『マイノリティ・リポート』と予言の自己成就

2002/01/29投稿
P.K.ディックの『マイノリティ・リポート』を読み終わりました。
この短編、ティックの作品の中でも
屈指の名作の部類に入るのではないでしょうか。
これに目を付けるとは流石です。>スピルバーグ。

お話は、超能力の科学的研究が進んだ時代の犯罪予防局が舞台です。
半植物人間としてしか生きられないプレコグ(予知能力者)3人を使い、
「近い将来間違いなく犯罪を犯す」と2人以上のプレコグに予知された人
物を、犯罪実行前に逮捕してしまうシステムが確立されています。
その社会では犯罪そのものの発生が珍しいこととされています。
------------------------------------------------
→ 出題 1: 抽出テキストによると、犯罪予防局では何人のプレコグが使われていますか。
抽出テキストとレコードは、別々の出所から取られたものです。

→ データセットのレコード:
------------------------------------------------
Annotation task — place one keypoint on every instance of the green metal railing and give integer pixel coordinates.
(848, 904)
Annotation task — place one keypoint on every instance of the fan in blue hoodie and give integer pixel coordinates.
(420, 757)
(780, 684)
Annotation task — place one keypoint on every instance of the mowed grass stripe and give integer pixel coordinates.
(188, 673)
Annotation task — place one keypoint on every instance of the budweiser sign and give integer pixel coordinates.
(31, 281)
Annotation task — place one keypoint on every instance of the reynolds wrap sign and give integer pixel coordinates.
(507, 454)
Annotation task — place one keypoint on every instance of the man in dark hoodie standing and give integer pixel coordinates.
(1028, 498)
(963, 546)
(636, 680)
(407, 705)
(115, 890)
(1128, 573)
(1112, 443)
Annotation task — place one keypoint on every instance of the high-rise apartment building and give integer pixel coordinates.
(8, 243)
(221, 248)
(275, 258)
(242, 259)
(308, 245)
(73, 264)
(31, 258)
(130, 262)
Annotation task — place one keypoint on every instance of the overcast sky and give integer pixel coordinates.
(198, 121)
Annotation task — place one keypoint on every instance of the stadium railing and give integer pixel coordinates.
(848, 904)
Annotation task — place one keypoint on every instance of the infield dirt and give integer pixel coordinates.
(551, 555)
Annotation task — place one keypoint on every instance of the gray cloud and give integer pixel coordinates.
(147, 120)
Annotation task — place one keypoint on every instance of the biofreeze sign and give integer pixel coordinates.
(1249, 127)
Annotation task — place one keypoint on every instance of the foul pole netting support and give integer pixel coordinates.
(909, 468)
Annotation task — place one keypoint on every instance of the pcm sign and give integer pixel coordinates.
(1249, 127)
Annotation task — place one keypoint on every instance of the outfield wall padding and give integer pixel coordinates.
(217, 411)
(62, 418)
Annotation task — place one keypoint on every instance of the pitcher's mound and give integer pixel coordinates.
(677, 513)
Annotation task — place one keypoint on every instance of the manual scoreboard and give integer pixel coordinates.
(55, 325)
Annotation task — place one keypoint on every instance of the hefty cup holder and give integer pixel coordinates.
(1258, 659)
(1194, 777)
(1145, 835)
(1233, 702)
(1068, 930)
------------------------------------------------
→ 出題 2: レコードのうち「stadium railing and give integer pixel coordinates.」を含む行から、レコードの最後の行までを番号付きリストに整えてください。両端の行も含め、空行は除きます。

→ 解答 1: 3人のプレコグが使われています。

→ 解答 2:
1. Annotation task — place one keypoint on every instance of the stadium railing and give integer pixel coordinates.
2. (848, 904)
3. Annotation task — place one keypoint on every instance of the infield dirt and give integer pixel coordinates.
4. (551, 555)
5. Annotation task — place one keypoint on every instance of the gray cloud and give integer pixel coordinates.
6. (147, 120)
7. Annotation task — place one keypoint on every instance of the biofreeze sign and give integer pixel coordinates.
8. (1249, 127)
9. Annotation task — place one keypoint on every instance of the foul pole netting support and give integer pixel coordinates.
10. (909, 468)
11. Annotation task — place one keypoint on every instance of the pcm sign and give integer pixel coordinates.
12. (1249, 127)
13. Annotation task — place one keypoint on every instance of the outfield wall padding and give integer pixel coordinates.
14. (217, 411)
15. (62, 418)
16. Annotation task — place one keypoint on every instance of the pitcher's mound and give integer pixel coordinates.
17. (677, 513)
18. Annotation task — place one keypoint on every instance of the manual scoreboard and give integer pixel coordinates.
19. (55, 325)
20. Annotation task — place one keypoint on every instance of the hefty cup holder and give integer pixel coordinates.
21. (1258, 659)
22. (1194, 777)
23. (1145, 835)
24. (1233, 702)
25. (1068, 930)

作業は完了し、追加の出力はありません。